==== Given text

The structure of Sec. 841(b)(1)(A)(iii) indicates the legislative goals for that section and provides further evidence that our interpretation reflects Congress' intent for its mandatory sentence enhancements. A person who violates Sec. 841(a) and meets one of the predicate definitions of drug offenders subject to Sec. 841(b)(1)(A) mandatory sentencing, see Sec. 841(b)(1)(A)(i)-(viii), receives a mandatory minimum of ten years imprisonment. The next step provides that if that person has one qualifying prior conviction upon violating Sec. 841(a), he receives a mandatory minimum of twenty years and a maximum of life. The next and final step provides that if that person has two qualifying convictions upon violating Sec. 841(a), he receives life without possibility of release. In the structure of these mandatory enhancement provisions, Congress has mandated a progressive, incremental, "stairstep" approach to punishment of repeat offenders.


Although, as noted, the legislative history of these provisions does not directly speak to the problem of treating related convictions separately, that history gives some indications of the intent and expectation that Sec. 841(b)'s increased punishments would turn on criminal episodes that occurred at distinct times. Congress denominated Sec. 6452 of the Anti-Drug Abuse Act, which created this mandatory life sentence, "Life in Prison for Three-Time Drug Offender." Senator Boschwitz, describing some of the Act's provisions on the Senate floor, similarly referred to Sec. 6452 as "a 'three-time loser' for dealers, with mandatory life sentences for third-time drug trafficking offenses." 134 Cong.Rec. S12637, S12638 (daily ed. Sept. 15, 1988). These references, though lacking independent probative force, certainly corroborate Congress' intent that the predicate convictions should have occurred on occasions "distinct in time." Cf. Petty II, 828 F.2d at 3.



For the foregoing reasons, we affirm Blackwood's convictions, vacate the sentence imposed, and remand for entry of the alternative Guidelines sentence imposed.




As it turned out, Blackwood's entry had an address of 1114 West Academy Street, although 1112 was the address of the duplex building as a whole. The police did not discover the discrepancy in addresses until they were at Blackwood's doorway and noticed 1114 in one-inch high numbers over the door. The officers proceeded with the search, believing that the further delay necessary to correct the warrant would pose an unreasonable risk that the cocaine believed to be inside would be disposed of. In any event, the warrant described the place to be searched with sufficient particularity to enable the executing officer "with reasonable effort [to] ascertain and identify the place intended," Steele v. United States, 267 U.S. 498, 45 S.Ct. 414, 69 L.Ed. 757 (1925), especially since the affiant, Patrick, also executed the search. See LaFave, 2 Search and Seizure Sec. 4.5(a), at 209-11 (in cases where warrant contains technical inaccuracy, courts should be receptive to showing that executing officer had knowledge of particular place to be searched). This warrant incorporated the description of the premises in Patrick's affidavit, which stated, among other details, that "the premises to be searched is the front door to the right of the duplex as you look at the duplex looking southwest from the 1100 block of Academy Street."

========

Written request
Write the next part of the passage on Blackwood's convictions and sentence, picking up after its final sentence.

==== Data segment

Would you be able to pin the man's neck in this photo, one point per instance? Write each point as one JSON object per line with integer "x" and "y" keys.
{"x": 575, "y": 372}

========

Result of this exercise
Because we hold that probable cause supported the issuance of the warrant, we need not consider the government's alternative argument that the evidence found in the search could be admitted under the good-faith exception to the exclusionary rule. See United States v. Leon, 468 U.S. 897, 104 S.Ct. 3405, 82 L.Ed.2d 677 (1984) (exclusionary rule does not bar admission of evidence gained by officers acting in objectively reasonable reliance on a warrant later determined to be invalid). We note, however, that Leon appears to us plainly to apply, and Blackwood has presented no contrary argument


After rejecting Blackwood's challenge to the presentence report recommendation of a two-level enhancement for possession of a weapon during a drug offense, the district court concluded that Blackwood had a Criminal History Category of II and an Offense Level of 36, thus yielding a sentencing range of 210-262 months. The permissible sentencing range was actually 240-262 months, as it is undisputed that Blackwood was at least subject to Sec. 841(b)(1)(A)(iii)'s mandatory minimum sentence of 20 years, and the district court would not have been free to sentence below that minimum without departing. See United States Sentencing Guidelines Sec. 5G1.1(c); infra, n. 4. As the government did not move for downward departure based on the defendant's substantial assistance, the court would have lacked authority to make such a departure. See 18 U.S.C. Sec. 3553(e) (departures below statutorily required minimum sentences authorized only upon government's motion requesting departure to reflect defendant's substantial assistance)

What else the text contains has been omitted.